● Exercise instructions
Leaving all pictures aside, write out the records below precisely as given.
*** The records Section Begins ***
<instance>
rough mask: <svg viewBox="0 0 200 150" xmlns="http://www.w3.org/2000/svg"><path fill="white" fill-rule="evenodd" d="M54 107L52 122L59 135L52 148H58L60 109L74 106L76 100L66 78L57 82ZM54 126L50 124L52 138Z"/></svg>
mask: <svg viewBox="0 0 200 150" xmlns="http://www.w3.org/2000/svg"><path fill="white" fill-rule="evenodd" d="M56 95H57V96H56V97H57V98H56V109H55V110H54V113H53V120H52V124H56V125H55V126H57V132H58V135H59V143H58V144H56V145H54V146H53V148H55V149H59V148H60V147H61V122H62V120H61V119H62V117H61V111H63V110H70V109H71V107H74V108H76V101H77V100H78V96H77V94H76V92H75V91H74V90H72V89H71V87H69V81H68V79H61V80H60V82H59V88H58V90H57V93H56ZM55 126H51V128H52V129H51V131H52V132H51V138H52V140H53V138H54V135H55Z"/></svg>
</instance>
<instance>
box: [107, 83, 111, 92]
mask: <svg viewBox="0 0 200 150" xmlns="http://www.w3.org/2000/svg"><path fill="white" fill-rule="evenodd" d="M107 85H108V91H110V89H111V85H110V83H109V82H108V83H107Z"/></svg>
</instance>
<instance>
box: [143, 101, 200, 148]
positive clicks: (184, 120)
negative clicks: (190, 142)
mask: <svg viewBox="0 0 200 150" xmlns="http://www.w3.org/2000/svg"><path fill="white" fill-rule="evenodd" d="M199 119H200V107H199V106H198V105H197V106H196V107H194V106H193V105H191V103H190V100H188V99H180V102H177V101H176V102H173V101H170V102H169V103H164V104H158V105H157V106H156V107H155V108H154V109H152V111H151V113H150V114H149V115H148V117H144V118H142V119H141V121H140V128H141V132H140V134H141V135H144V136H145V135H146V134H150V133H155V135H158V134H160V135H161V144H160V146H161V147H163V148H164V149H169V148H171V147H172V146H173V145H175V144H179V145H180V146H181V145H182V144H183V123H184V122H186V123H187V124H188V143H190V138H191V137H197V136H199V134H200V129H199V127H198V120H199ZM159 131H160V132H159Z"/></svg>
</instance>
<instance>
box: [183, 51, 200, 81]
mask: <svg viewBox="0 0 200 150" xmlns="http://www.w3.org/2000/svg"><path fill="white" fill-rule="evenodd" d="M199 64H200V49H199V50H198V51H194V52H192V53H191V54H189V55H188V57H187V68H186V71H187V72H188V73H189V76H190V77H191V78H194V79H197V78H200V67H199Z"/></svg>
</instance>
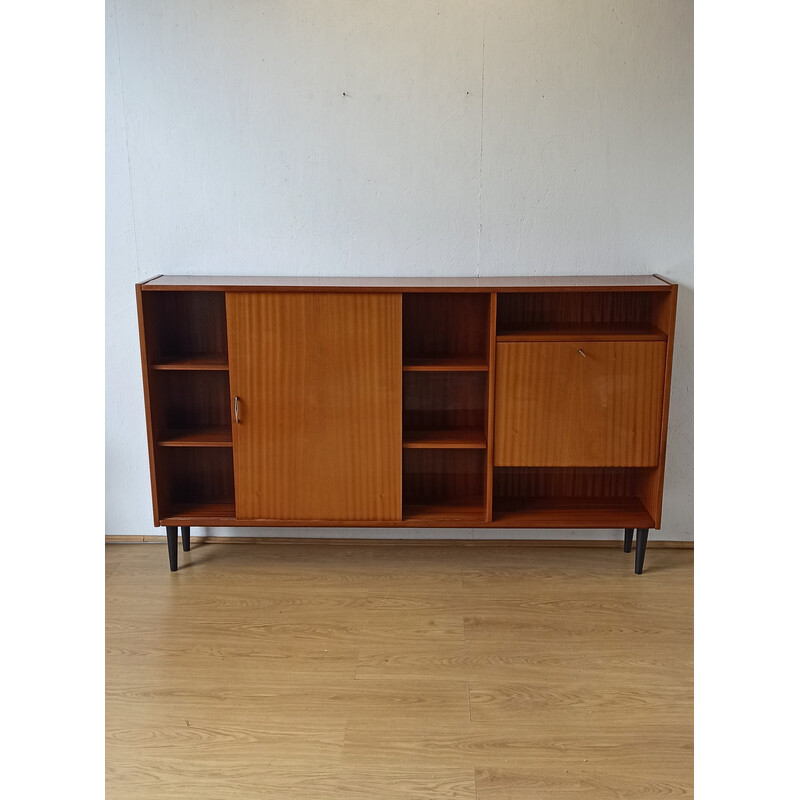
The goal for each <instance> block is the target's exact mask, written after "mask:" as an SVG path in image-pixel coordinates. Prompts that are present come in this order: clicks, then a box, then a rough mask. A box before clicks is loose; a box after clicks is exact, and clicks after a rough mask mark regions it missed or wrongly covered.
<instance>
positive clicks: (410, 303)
mask: <svg viewBox="0 0 800 800" xmlns="http://www.w3.org/2000/svg"><path fill="white" fill-rule="evenodd" d="M489 299H490V295H489V294H488V293H483V292H476V293H473V292H461V293H460V292H409V293H405V294H404V295H403V365H404V367H405V368H409V367H411V368H434V369H456V370H458V369H469V370H474V369H486V368H488V367H487V365H488V362H489Z"/></svg>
*** The records Section Ends ***
● Reply to the exercise
<instance>
rough mask: <svg viewBox="0 0 200 150" xmlns="http://www.w3.org/2000/svg"><path fill="white" fill-rule="evenodd" d="M54 107L52 122L59 135L52 148H58L60 109L74 106L76 100L66 78L57 82ZM54 126L50 124L52 138Z"/></svg>
mask: <svg viewBox="0 0 200 150" xmlns="http://www.w3.org/2000/svg"><path fill="white" fill-rule="evenodd" d="M56 95H57V96H56V97H57V98H56V109H55V110H54V113H53V120H52V124H56V125H55V126H57V132H58V135H59V143H58V144H56V145H54V146H53V148H55V149H59V148H60V147H61V122H62V120H61V119H62V117H61V111H63V110H70V109H71V107H74V108H76V101H77V100H78V96H77V94H76V92H75V91H74V90H72V89H71V87H69V81H68V79H61V80H60V82H59V88H58V90H57V93H56ZM55 126H51V128H52V129H51V131H52V132H51V138H52V140H53V138H54V135H55Z"/></svg>
</instance>
<instance>
box: [107, 83, 111, 92]
mask: <svg viewBox="0 0 200 150" xmlns="http://www.w3.org/2000/svg"><path fill="white" fill-rule="evenodd" d="M107 85H108V91H110V89H111V85H110V83H109V82H108V83H107Z"/></svg>
</instance>
<instance>
box: [143, 101, 200, 148]
positive clicks: (184, 120)
negative clicks: (190, 142)
mask: <svg viewBox="0 0 200 150" xmlns="http://www.w3.org/2000/svg"><path fill="white" fill-rule="evenodd" d="M199 119H200V107H199V106H198V105H197V106H196V107H194V106H193V105H191V103H190V100H188V99H180V102H177V101H176V102H173V101H170V102H169V103H164V104H158V105H157V106H156V107H155V108H154V109H152V111H151V113H150V114H149V115H148V117H144V118H142V119H141V121H140V128H141V132H140V134H141V135H144V136H145V135H146V134H150V133H155V135H158V134H160V135H161V144H160V146H161V147H163V148H164V149H169V148H171V147H172V146H173V145H175V144H179V145H180V146H181V145H182V144H183V123H184V122H186V123H187V124H188V143H190V138H191V137H197V136H199V134H200V129H199V127H198V120H199ZM159 131H160V132H159Z"/></svg>
</instance>
<instance>
box: [183, 51, 200, 81]
mask: <svg viewBox="0 0 200 150" xmlns="http://www.w3.org/2000/svg"><path fill="white" fill-rule="evenodd" d="M199 64H200V49H199V50H198V51H194V52H192V53H191V54H189V55H188V57H187V68H186V71H187V72H188V73H189V76H190V77H191V78H194V79H197V78H200V67H199Z"/></svg>
</instance>
The goal for each <instance> block is the target's exact mask, written after "mask:" as an SVG path in image-pixel coordinates. Prompts that are present come in this order: clicks, then a box, then a rough mask. A box before clicks is loose; a box after clicks is exact, and clicks after a rough mask mark regions it missed or wrongly covered.
<instance>
positive clicks: (410, 303)
mask: <svg viewBox="0 0 800 800" xmlns="http://www.w3.org/2000/svg"><path fill="white" fill-rule="evenodd" d="M489 299H490V295H489V294H488V293H483V292H476V293H473V292H461V293H460V292H409V293H405V294H404V295H403V365H404V367H405V368H409V367H411V368H434V369H456V370H458V369H469V370H474V369H486V368H488V367H487V365H488V362H489Z"/></svg>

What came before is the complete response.